* _Work to complete_:
A. In the court opinion, who appeared as counsel for defendant Boll?
B. Extract the passage of the court opinion word for word, from "United States District" up to and including "GORDON, District Judges.".

* _Source text_:
--------------------

Paul R. SOGLIN et al., Plaintiffs,
v.
Joseph F. KAUFFMAN et al., Defendants.
No. 67-C-141.
United States District Court W. D. Wisconsin.
July 19, 1968.*852 Percy L. Julian, Jr., Michael A. Reiter, Madison, Wis., William M. Kunstler, Arthur Kinoy, New York City, Dennis Roberts, Harriet Van Tassel, Morton Stavis, Newark, N. J., for plaintiffs.
Bronson C. La Follette, Atty. Gen., Arlen C. Christenson, Deputy Atty. Gen., Thomas A. Lockyear, Asst. Atty. Gen., Madison, Wis., for defendants Kauffman, Hanson, and Board of Regents.
John P. Koberstein, Madison, Wis., for defendant Boll.
William A. Jansen, Asst. City Atty., Madison, Wis., for defendant Emery.
Before FAIRCHILD, Circuit Judge, and DOYLE and GORDON, District Judges.
FAIRCHILD, Circuit Judge.
This opinion deals with one branch of an action seeking a declaratory judgment that certain Wisconsin statutes and university regulations are invalid, and an injunction against enforcement thereof.

--------------------

* _Listed entries_:

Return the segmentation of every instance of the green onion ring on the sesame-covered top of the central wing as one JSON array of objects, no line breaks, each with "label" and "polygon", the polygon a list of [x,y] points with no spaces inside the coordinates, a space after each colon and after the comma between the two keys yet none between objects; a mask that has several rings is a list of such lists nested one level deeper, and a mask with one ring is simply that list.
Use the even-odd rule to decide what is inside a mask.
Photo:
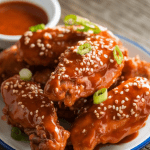
[{"label": "green onion ring on the sesame-covered top of the central wing", "polygon": [[92,48],[89,43],[84,43],[83,45],[80,45],[78,47],[77,54],[84,55],[84,54],[88,53],[89,51],[91,51],[91,49]]}]

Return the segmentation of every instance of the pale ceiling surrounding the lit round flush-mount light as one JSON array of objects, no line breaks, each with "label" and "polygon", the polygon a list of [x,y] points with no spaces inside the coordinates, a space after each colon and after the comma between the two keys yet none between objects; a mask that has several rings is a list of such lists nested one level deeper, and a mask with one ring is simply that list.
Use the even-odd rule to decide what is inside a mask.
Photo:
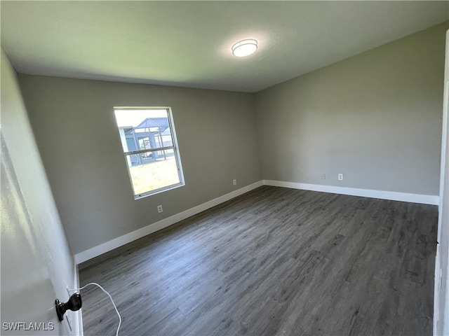
[{"label": "pale ceiling surrounding the lit round flush-mount light", "polygon": [[[1,1],[20,73],[257,92],[449,18],[448,1]],[[259,48],[234,57],[231,46]]]}]

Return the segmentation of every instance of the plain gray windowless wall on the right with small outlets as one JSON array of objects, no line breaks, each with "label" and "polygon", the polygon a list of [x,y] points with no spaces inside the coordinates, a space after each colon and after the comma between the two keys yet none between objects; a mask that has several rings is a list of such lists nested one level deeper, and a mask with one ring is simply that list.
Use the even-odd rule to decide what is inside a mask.
[{"label": "plain gray windowless wall on the right with small outlets", "polygon": [[438,195],[447,27],[257,93],[263,178]]}]

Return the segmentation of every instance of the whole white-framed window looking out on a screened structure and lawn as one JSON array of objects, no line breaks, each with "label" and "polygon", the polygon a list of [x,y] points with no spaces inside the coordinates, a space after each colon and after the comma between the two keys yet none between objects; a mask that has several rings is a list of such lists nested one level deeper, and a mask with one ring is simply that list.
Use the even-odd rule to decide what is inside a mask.
[{"label": "whole white-framed window looking out on a screened structure and lawn", "polygon": [[184,186],[171,109],[115,107],[134,198]]}]

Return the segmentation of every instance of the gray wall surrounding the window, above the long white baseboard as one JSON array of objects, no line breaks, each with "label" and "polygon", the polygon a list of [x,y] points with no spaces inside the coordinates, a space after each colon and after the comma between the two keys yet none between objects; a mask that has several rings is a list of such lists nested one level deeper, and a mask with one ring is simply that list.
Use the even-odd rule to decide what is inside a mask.
[{"label": "gray wall surrounding the window, above the long white baseboard", "polygon": [[[262,178],[251,94],[43,76],[19,80],[74,253]],[[134,200],[114,106],[172,107],[184,187]]]}]

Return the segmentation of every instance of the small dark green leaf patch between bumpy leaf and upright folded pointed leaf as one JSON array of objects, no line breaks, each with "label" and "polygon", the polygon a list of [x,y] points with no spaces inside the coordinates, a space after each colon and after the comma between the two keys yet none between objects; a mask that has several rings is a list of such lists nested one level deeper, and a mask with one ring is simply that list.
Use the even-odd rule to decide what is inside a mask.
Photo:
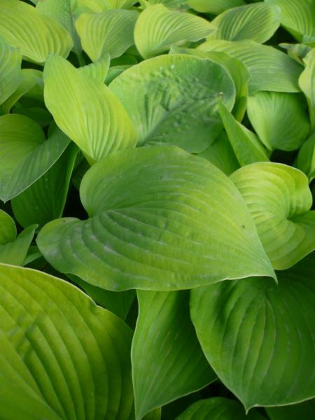
[{"label": "small dark green leaf patch between bumpy leaf and upright folded pointed leaf", "polygon": [[214,143],[199,156],[209,160],[228,176],[239,169],[239,162],[225,132],[220,134]]}]

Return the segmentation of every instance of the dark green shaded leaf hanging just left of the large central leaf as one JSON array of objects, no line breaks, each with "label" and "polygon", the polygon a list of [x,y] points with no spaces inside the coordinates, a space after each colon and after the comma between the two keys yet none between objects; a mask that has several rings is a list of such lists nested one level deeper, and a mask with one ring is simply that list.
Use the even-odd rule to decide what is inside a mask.
[{"label": "dark green shaded leaf hanging just left of the large central leaf", "polygon": [[24,228],[37,223],[41,228],[62,216],[78,148],[71,144],[48,171],[27,190],[11,200],[13,214]]}]

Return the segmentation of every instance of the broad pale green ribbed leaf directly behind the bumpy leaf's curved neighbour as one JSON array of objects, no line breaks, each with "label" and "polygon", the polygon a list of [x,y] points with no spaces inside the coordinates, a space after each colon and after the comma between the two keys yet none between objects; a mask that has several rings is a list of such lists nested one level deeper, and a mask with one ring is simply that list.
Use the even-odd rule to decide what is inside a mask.
[{"label": "broad pale green ribbed leaf directly behind the bumpy leaf's curved neighbour", "polygon": [[259,90],[274,92],[300,92],[297,79],[302,66],[284,52],[255,41],[211,40],[198,47],[203,51],[221,51],[243,62],[251,73],[249,94]]}]

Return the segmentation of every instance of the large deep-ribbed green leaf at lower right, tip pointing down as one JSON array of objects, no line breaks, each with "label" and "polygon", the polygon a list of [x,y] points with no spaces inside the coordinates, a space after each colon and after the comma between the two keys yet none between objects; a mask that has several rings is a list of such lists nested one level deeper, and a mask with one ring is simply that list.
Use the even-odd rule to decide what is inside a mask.
[{"label": "large deep-ribbed green leaf at lower right, tip pointing down", "polygon": [[315,254],[265,278],[191,292],[191,316],[218,377],[243,402],[286,405],[315,395]]}]

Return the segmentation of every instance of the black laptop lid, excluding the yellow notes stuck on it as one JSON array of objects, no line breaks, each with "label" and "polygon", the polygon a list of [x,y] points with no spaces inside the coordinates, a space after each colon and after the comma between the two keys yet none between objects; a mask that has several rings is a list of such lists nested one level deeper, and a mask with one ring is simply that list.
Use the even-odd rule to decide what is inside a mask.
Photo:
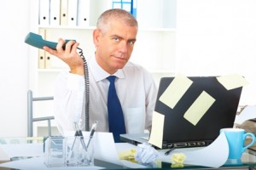
[{"label": "black laptop lid, excluding the yellow notes stuck on it", "polygon": [[[216,77],[188,77],[193,83],[177,102],[170,108],[159,99],[174,77],[162,77],[157,95],[155,111],[165,115],[163,143],[186,143],[191,141],[213,141],[218,137],[220,128],[233,127],[241,96],[241,88],[227,90]],[[177,89],[178,90],[178,89]],[[201,120],[193,125],[183,115],[202,91],[216,99]],[[172,96],[170,96],[170,99]],[[166,147],[164,147],[166,148]]]}]

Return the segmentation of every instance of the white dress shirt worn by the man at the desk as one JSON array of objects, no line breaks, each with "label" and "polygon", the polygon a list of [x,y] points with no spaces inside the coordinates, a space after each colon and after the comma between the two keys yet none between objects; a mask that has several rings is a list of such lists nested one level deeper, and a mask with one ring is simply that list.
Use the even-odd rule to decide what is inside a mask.
[{"label": "white dress shirt worn by the man at the desk", "polygon": [[[128,62],[113,74],[122,105],[126,133],[143,133],[151,128],[157,87],[152,75],[140,65]],[[96,131],[108,132],[108,72],[90,59],[90,127],[98,121]],[[74,130],[73,122],[84,129],[84,77],[62,71],[55,81],[55,121],[62,131]]]}]

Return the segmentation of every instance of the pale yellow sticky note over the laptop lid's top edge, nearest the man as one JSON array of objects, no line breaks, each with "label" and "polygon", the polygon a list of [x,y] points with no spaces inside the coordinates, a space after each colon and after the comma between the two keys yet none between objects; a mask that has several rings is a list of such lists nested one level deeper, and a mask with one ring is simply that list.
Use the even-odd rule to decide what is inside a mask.
[{"label": "pale yellow sticky note over the laptop lid's top edge, nearest the man", "polygon": [[177,74],[168,88],[166,88],[164,94],[160,96],[160,101],[173,109],[191,84],[192,81],[188,77],[185,77],[182,74]]}]

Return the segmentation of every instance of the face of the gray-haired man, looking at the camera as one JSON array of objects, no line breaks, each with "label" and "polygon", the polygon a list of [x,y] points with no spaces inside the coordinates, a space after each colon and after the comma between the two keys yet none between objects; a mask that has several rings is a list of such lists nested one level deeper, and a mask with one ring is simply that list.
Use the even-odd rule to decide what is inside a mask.
[{"label": "face of the gray-haired man, looking at the camera", "polygon": [[112,20],[107,31],[96,30],[96,61],[104,71],[113,74],[122,69],[131,57],[136,42],[137,27],[126,26],[120,20]]}]

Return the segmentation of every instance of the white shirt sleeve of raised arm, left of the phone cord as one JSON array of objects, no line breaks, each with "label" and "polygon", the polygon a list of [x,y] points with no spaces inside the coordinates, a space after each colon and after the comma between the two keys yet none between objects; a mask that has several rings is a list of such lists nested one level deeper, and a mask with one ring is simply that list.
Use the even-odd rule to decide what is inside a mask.
[{"label": "white shirt sleeve of raised arm, left of the phone cord", "polygon": [[[71,131],[79,122],[84,101],[84,77],[62,71],[55,80],[54,116],[60,133]],[[83,128],[83,127],[82,127]]]}]

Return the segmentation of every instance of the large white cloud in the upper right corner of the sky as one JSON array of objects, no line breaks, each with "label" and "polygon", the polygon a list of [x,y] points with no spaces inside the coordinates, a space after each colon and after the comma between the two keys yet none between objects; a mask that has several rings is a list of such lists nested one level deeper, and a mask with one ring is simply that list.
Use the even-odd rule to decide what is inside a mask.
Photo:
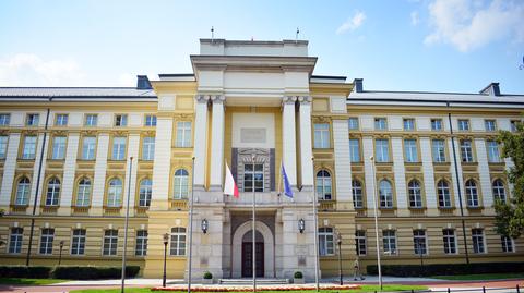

--------------------

* _Exercise results_:
A. John P. Koberstein, of Madison, Wisconsin.

B.
United States District Court W. D. Wisconsin.
July 19, 1968.*852 Percy L. Julian, Jr., Michael A. Reiter, Madison, Wis., William M. Kunstler, Arthur Kinoy, New York City, Dennis Roberts, Harriet Van Tassel, Morton Stavis, Newark, N. J., for plaintiffs.
Bronson C. La Follette, Atty. Gen., Arlen C. Christenson, Deputy Atty. Gen., Thomas A. Lockyear, Asst. Atty. Gen., Madison, Wis., for defendants Kauffman, Hanson, and Board of Regents.
John P. Koberstein, Madison, Wis., for defendant Boll.
William A. Jansen, Asst. City Atty., Madison, Wis., for defendant Emery.
Before FAIRCHILD, Circuit Judge, and DOYLE and GORDON, District Judges.